Brief ▸ Transcribe all of the listing below in full.

Available data ▸
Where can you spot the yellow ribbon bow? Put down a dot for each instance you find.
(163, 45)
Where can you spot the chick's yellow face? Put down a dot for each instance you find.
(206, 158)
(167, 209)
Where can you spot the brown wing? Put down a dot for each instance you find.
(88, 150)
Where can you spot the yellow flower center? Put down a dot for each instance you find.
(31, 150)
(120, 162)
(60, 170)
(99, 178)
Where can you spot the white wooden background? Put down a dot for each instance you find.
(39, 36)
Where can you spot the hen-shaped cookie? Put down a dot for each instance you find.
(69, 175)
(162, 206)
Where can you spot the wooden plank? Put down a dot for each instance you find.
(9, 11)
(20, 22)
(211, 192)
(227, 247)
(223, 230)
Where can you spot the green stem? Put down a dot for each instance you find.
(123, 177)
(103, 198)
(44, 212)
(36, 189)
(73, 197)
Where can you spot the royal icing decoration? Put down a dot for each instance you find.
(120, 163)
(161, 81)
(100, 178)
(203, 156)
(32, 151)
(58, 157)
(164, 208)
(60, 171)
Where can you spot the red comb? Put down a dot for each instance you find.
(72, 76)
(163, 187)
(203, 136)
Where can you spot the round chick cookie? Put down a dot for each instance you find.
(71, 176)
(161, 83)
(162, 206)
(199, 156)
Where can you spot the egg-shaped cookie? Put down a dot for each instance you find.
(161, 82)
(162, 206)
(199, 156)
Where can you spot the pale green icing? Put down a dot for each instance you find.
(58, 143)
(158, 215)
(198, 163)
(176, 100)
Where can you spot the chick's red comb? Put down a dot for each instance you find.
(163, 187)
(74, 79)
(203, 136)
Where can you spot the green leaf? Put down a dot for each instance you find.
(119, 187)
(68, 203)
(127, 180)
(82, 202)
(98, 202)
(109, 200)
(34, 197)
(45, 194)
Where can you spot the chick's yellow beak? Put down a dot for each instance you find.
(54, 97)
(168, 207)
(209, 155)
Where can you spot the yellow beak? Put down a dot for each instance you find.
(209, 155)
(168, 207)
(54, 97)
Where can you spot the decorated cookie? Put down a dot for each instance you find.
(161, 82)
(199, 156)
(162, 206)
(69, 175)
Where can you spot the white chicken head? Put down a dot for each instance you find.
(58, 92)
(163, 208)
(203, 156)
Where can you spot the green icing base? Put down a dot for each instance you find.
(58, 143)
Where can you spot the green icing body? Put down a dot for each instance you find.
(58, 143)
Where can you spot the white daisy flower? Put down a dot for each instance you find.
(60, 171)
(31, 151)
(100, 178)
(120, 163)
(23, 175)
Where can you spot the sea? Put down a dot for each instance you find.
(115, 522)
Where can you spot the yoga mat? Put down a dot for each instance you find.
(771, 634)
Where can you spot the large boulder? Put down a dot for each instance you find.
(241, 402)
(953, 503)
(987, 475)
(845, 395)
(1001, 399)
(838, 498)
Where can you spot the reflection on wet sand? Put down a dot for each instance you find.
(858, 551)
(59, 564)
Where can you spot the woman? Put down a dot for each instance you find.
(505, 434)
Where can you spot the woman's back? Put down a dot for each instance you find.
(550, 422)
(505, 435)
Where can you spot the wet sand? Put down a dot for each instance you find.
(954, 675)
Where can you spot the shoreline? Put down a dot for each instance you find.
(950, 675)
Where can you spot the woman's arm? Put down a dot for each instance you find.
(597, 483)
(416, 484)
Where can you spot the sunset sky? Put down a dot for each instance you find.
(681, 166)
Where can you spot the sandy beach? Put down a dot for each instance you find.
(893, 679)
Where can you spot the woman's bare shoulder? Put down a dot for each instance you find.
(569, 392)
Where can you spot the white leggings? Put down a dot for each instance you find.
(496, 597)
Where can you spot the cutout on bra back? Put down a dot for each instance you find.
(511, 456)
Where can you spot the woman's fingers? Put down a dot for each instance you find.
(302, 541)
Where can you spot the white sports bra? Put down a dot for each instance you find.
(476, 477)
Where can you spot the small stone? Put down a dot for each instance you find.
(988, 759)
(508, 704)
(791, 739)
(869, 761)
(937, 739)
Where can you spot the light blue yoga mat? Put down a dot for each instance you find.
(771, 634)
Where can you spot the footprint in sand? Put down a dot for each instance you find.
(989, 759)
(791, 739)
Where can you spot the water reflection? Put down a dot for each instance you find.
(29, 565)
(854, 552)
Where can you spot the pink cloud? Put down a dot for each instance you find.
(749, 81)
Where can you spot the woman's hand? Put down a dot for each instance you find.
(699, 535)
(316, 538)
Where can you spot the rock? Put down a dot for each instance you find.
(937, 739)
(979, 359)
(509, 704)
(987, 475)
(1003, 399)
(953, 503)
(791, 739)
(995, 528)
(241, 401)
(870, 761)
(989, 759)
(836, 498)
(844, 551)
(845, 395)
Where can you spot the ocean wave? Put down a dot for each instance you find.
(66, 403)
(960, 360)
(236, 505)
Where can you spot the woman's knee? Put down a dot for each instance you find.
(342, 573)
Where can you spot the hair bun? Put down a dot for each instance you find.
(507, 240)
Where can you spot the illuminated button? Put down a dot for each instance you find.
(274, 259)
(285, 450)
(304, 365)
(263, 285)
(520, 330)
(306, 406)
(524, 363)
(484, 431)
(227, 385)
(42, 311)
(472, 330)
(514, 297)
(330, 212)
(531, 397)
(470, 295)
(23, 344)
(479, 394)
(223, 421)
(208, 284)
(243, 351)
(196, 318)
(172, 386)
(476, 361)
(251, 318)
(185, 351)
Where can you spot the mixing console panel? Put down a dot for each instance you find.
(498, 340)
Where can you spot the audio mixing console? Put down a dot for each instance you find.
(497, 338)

Problem solution ▸
Where can you spot the yellow ribbon bow? Put down a dot for each instance you find.
(163, 45)
Where can you spot the chick's yellow face? Put down a dot for each instance you find.
(206, 158)
(167, 209)
Where can you spot the brown wing? Put down a dot for each instance you find.
(88, 150)
Where can you spot the yellow flower center? Put down a dot for each instance you find.
(31, 150)
(120, 162)
(60, 170)
(99, 178)
Where can you spot the white wooden background? Put down a dot for each instance you find.
(39, 36)
Where can you spot the hen-shaped cookie? Put down a dot for each instance you find.
(69, 175)
(162, 206)
Where can you spot the wooden plank? Put down a dot for each instance you find.
(9, 11)
(20, 22)
(211, 192)
(227, 247)
(223, 230)
Where can you spot the green stem? Put down a dot for each instance you find.
(123, 177)
(103, 198)
(44, 212)
(36, 189)
(73, 197)
Where can you spot the royal icing decoration? Put down a dot for each instance you find.
(120, 163)
(161, 81)
(100, 178)
(203, 156)
(32, 151)
(58, 157)
(164, 208)
(60, 171)
Where can you spot the red comb? Put down a dot for each instance you find.
(72, 76)
(163, 187)
(203, 136)
Where can you spot the round chick cookie? Put down a dot for each instance you find.
(71, 176)
(161, 83)
(162, 206)
(199, 156)
Where can you spot the egg-shaped cookie? Put down a dot for each instance you find.
(161, 82)
(162, 206)
(199, 156)
Where can you spot the pale green icing? Put down a dot for each instance you find.
(58, 143)
(158, 215)
(198, 163)
(176, 100)
Where can you spot the chick's red comb? Put down a dot for each instance you find.
(163, 187)
(74, 79)
(203, 136)
Where can you spot the green leaf? Put down a dot for each instance you find.
(119, 187)
(68, 203)
(127, 180)
(82, 202)
(98, 202)
(109, 200)
(34, 197)
(45, 194)
Where can you spot the chick's yellow beak? Put down a dot for each instance you find.
(54, 97)
(168, 207)
(209, 155)
Where can you spot the yellow beak? Put down a dot for each instance you find.
(209, 155)
(168, 207)
(54, 97)
Where can you spot the decorated cookie? Put down a dot for each instance you find.
(161, 82)
(199, 156)
(162, 206)
(69, 175)
Where can you spot the white chicken head? Put down a dot for each instance you find.
(58, 92)
(163, 208)
(203, 156)
Where can you spot the green icing base? Put down a dot for each instance you find.
(58, 143)
Where can you spot the green icing body? Put down a dot for each instance you find.
(58, 143)
Where can you spot the white daisy flower? Put down a dot for each instance you find.
(60, 171)
(31, 151)
(100, 178)
(120, 163)
(23, 175)
Where can you spot the sea? Put down a dot for each instance you find.
(115, 522)
Where can you spot the yoga mat? Put down a dot for each instance you find.
(771, 634)
Where can you spot the large boulder? Put down a dot for each instance you find.
(241, 402)
(953, 503)
(987, 475)
(845, 395)
(1001, 399)
(838, 498)
Where can you spot the reflection on wet sand? Put down a dot for each instance you find.
(858, 551)
(59, 564)
Where can you spot the woman? Put down a dot for each instance you find.
(505, 434)
Where can you spot the woman's back? Put down a dot for each instance you find.
(550, 422)
(505, 435)
Where can you spot the wet sand? Put down a dot for each instance you find.
(954, 675)
Where can you spot the shoreline? Put down a dot for each instance you find.
(950, 675)
Where can you spot the woman's arm? Put down a dot for each instance you find.
(597, 483)
(416, 484)
Where can you spot the sunset sky? Put down a dot for each instance you find.
(681, 166)
Where can you spot the sandy beach? Put down a dot for each instance you find.
(893, 679)
Where can you spot the woman's bare shoulder? Put down a dot for each instance you find.
(569, 392)
Where can you spot the white leggings? Put down a dot for each instance you find.
(496, 597)
Where can you spot the cutout on bra back? Put down a dot for each instance you find.
(511, 456)
Where can you spot the woman's fingers? Put down a dot for each instance you find.
(302, 541)
Where can you spot the white sports bra? Put down a dot for each instance you find.
(476, 477)
Where can you spot the small stone? Put down a dot for each instance you find.
(988, 759)
(508, 704)
(791, 739)
(869, 761)
(937, 739)
Where can you spot the light blue yoga mat? Put down a dot for each instance you find.
(771, 634)
Where can you spot the footprint in sand? Put down a dot for each instance you find.
(989, 759)
(791, 739)
Where can you spot the water reflection? Put down a dot for each instance you find.
(29, 565)
(854, 552)
Where can you spot the pink cloud? Put down a dot for each instance you find.
(749, 81)
Where can you spot the woman's hand? Put down a dot for each instance you find.
(699, 535)
(316, 538)
Where can you spot the rock? Put down a dot for each instance you find.
(937, 739)
(979, 359)
(509, 704)
(987, 475)
(1003, 399)
(953, 503)
(791, 739)
(995, 528)
(241, 401)
(870, 761)
(989, 759)
(836, 498)
(844, 551)
(845, 395)
Where can you spot the ocean wave? Put down a dot for each instance you find.
(66, 403)
(960, 360)
(236, 505)
Where can you spot the woman's knee? Put down a dot for each instance you find.
(342, 573)
Where can you spot the hair bun? Put down a dot for each instance you find.
(507, 240)
Where can you spot the illuminated button? Put down a dot for each instance you find.
(274, 259)
(285, 450)
(304, 365)
(263, 285)
(520, 330)
(306, 406)
(524, 363)
(484, 431)
(227, 385)
(42, 311)
(472, 330)
(514, 297)
(330, 212)
(531, 397)
(470, 295)
(23, 344)
(479, 394)
(223, 421)
(208, 284)
(243, 351)
(196, 318)
(172, 386)
(476, 361)
(251, 318)
(185, 351)
Where can you spot the mixing console panel? Put down a dot for each instance you find.
(498, 340)
Where can you spot the audio mixing console? Put down a dot for each instance you find.
(497, 338)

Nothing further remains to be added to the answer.